Collected data
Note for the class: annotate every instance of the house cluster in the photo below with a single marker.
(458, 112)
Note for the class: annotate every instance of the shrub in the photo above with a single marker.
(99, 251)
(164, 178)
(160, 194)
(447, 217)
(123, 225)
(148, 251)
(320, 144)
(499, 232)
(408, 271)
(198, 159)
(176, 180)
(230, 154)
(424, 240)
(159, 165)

REQUIREMENT ::
Please recast all of the data above as a two-column CSV with the headers text and answer, one row for each entry. Put each entry's wording and its answer in their own quoted fields, turning line breaks into spaces.

THE RESULT ::
text,answer
"Note for the class: annotate every instance of the house cluster in the photo below with a single marker.","(458, 112)"
"Note for the class: annotate every instance of the shrub in the photo above with a single marker.","(99, 251) (164, 178) (160, 194) (447, 217) (123, 225) (148, 251) (320, 144) (499, 232) (408, 271) (198, 159) (176, 180) (230, 154) (424, 240) (159, 165)"